── Source extract

April 28 - A total of 18 Olympians, including nine-time Olympic gold medallist Mark Spitz, are suing worldwide Olympic sponsor Samsung, claiming that the South Korean company's London 2012 Facebook app uses their names and images without permission.
The app works through your Facebook profile to build a "family tree" of Olympians you're connected to.
Samsung claims its database for its Olympic Genome project includes more than 10,000 past and present Olympians and Paralympians.
But the athletes who also include Greg Louganis, the four-time Olympic diving champion, and Janet Evans, another four-time Games champion, have filed a lawsuit in Los Angeles claiming that Samsung is using their names and faces to create the impression they endorse Samsung products, including Galaxy tablets and phones.
Along with Spitz, who won a record seven gold medals at Munich in 1972 to add to the two he claimed at Mexico City in 1968, Evans and Louganis, 13 other swimmers are named, including Amanda Beard, Jessica Hardy, Dara Torres, Jason Lezak, Cullen Jones and Eric Shanteau, who allo hope to compete at London 2012.
Jackie Joyner-Kersee, the double Olympic heptathlon champion, and Phil Dalhausser, a Beijing 2008 beach vollyeball gold medallist, are also named as plaintiffs in the lawsuit.
Samsung is profiting from the app and "denying plaintiffs compensation for the use of their names and images," according to the suit.
"They're using names and images to sell products, and they've admitted in interviews that they're trying to create a more positive image for Samsung," said Richard Foster, the athlete's attorney.
"California law says you can't use anybody's name or image to market a product unless you have their consent."
Foster claims that "these athletes survive on endorsements," and some have deals with Samsung's competitors.
Being associated with the Samsung app creates ongoing problems, he said, because "once you use a celebrity's name or image to sell a product, they're tied to that product category.
"It makes it difficult for them to get an endorsement deal with other companies in that product category."
The suit also accuses Samsung of violating Section 3344 of the California civil code, which makes it a crime to use someone's name, voice, signature, photograph or likeness for commercial purposes without the person's explicit permission.

────
── Record set

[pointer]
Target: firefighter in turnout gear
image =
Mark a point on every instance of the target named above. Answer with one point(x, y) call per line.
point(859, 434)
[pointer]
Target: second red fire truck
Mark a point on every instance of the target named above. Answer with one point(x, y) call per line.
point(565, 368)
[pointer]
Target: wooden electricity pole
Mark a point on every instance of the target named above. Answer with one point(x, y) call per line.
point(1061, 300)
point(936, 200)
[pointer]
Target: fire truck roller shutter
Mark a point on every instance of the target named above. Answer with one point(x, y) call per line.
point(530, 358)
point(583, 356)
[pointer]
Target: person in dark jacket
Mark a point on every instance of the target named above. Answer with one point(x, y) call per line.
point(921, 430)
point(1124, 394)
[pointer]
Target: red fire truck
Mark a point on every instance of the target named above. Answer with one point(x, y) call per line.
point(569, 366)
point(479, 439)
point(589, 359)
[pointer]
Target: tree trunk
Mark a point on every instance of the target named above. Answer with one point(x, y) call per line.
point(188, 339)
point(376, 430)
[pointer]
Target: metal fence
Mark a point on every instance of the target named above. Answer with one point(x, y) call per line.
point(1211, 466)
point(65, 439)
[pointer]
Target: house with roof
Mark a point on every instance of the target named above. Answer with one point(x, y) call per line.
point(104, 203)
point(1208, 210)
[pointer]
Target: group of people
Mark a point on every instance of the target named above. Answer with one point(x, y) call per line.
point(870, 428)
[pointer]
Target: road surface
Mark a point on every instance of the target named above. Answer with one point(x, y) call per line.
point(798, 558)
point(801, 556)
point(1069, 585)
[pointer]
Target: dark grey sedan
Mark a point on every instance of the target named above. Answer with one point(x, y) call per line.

────

[Questions on the material]
a) Answer these from the article on the Olympians' lawsuit against Samsung:
(i) In which city was the lawsuit filed?
(ii) Who is the attorney representing the athletes?
(iii) Which section of the California civil code does the suit accuse Samsung of violating?
b) Extend the article on the Olympians' lawsuit against Samsung with a few more paragraphs, picking up after its final sentence.

[Results in order]
a)
(i) Los Angeles
(ii) Richard Foster
(iii) Section 3344

b)
The athletes claim Samsung did not get their permission.
Samsung claim they are "disappointed by the lawsuit" and that they worked closely with the United States Olympic Committee (USOC) for more than year in developing the app.
"Athletes have had the opportunity to voice their opinions on the programme and to control their participation," the company said in a statement.
"Samsung will continue to support Team USA and the spirit of the Olympics in our efforts."
Foster claimed that the communication consisted of an e-mail sent to each athlete, informing them of the app and telling them to return an attached letter if they wished to opt out.
He claimed not all of his clients received the e-mail, while others may have deleted it without reading it.
At least "three or four" returned the opt-out letter but were still included, claimed Foster.
"Samsung essentially said, 'If we don't hear from you, you've entered into a contract,'" Foster said.
"Silence is not acceptance of a contract."
But spokesman Patrick Sandusky said the USOC and Samsung began the Olympic Genome Project so Americans could find connections with American athletes and not as a way to commercialise athletes' names.
"We have honoured the requests of the athletes who have filed suit to remove their names, as we offered to do months ago, and of course we will remove any athletes that do not wish to be listed,'' he said.